(Point-per-instance localization data)

=====

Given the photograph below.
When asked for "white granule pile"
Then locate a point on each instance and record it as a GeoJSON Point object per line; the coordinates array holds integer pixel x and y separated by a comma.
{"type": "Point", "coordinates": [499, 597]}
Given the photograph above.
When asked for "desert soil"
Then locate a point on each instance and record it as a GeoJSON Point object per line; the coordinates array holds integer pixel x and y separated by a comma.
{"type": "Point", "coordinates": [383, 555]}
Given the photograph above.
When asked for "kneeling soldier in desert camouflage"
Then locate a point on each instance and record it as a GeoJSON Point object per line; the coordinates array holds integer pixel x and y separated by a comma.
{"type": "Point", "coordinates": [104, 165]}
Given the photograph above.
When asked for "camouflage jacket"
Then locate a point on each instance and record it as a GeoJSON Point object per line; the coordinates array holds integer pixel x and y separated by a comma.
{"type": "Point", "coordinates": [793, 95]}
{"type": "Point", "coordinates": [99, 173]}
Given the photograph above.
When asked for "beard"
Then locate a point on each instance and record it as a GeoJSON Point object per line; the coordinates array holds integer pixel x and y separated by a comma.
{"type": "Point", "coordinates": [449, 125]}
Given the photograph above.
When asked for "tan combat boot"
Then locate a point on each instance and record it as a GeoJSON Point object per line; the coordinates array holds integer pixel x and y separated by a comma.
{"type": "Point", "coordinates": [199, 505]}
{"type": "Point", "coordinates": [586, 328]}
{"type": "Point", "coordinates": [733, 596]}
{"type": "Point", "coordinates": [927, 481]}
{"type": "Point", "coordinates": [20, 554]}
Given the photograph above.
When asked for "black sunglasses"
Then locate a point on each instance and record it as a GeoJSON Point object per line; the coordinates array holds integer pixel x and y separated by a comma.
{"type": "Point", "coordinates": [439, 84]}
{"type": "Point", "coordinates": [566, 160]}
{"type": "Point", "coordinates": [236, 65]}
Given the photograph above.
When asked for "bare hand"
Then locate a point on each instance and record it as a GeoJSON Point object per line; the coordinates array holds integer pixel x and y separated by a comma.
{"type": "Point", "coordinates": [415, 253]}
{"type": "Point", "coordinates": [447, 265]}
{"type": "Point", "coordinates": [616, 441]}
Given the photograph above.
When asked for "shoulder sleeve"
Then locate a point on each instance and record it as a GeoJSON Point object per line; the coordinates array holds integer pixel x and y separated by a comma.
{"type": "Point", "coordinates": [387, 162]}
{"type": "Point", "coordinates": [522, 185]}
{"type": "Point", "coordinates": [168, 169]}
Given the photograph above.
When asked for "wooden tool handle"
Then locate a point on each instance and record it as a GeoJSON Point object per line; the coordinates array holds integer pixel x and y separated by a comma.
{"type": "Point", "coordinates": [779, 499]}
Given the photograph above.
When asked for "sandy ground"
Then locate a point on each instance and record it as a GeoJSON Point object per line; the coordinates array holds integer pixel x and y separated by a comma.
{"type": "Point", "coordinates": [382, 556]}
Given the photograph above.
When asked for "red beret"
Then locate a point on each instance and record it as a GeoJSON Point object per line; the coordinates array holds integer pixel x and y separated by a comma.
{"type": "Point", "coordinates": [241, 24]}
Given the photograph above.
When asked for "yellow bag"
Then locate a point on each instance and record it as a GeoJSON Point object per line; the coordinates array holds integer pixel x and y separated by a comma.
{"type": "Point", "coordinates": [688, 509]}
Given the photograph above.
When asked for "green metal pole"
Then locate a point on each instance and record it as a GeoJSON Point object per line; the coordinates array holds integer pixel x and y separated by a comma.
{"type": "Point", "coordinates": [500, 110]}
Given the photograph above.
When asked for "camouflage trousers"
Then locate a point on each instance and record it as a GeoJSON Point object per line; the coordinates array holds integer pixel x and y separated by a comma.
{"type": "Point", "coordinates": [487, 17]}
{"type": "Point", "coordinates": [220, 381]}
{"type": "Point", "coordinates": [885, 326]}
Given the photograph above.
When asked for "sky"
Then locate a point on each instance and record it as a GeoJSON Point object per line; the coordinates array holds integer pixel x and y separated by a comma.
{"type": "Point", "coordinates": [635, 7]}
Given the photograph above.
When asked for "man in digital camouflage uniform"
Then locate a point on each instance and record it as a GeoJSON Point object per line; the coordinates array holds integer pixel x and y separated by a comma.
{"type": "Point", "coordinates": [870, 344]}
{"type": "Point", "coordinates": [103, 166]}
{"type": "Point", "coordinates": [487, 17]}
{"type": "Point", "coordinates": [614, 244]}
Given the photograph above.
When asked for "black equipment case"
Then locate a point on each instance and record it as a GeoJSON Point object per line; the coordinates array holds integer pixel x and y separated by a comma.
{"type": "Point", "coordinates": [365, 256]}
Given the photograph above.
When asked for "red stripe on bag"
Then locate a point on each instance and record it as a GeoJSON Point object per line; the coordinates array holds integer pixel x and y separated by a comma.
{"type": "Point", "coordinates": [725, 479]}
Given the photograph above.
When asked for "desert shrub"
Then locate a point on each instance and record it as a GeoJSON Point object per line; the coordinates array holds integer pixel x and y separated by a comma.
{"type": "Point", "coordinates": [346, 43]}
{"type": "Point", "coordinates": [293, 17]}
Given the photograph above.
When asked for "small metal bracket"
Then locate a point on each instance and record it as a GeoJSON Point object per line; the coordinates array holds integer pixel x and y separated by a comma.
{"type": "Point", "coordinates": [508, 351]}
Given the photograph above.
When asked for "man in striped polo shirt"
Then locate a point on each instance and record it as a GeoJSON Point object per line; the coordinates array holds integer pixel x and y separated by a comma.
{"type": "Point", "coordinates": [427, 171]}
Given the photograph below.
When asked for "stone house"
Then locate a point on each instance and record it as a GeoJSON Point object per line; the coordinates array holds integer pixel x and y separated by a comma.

=====

▸ Work request
Write down how many lines above contain the string "camouflage", and nothing besides.

▸ Answer for this exercise
4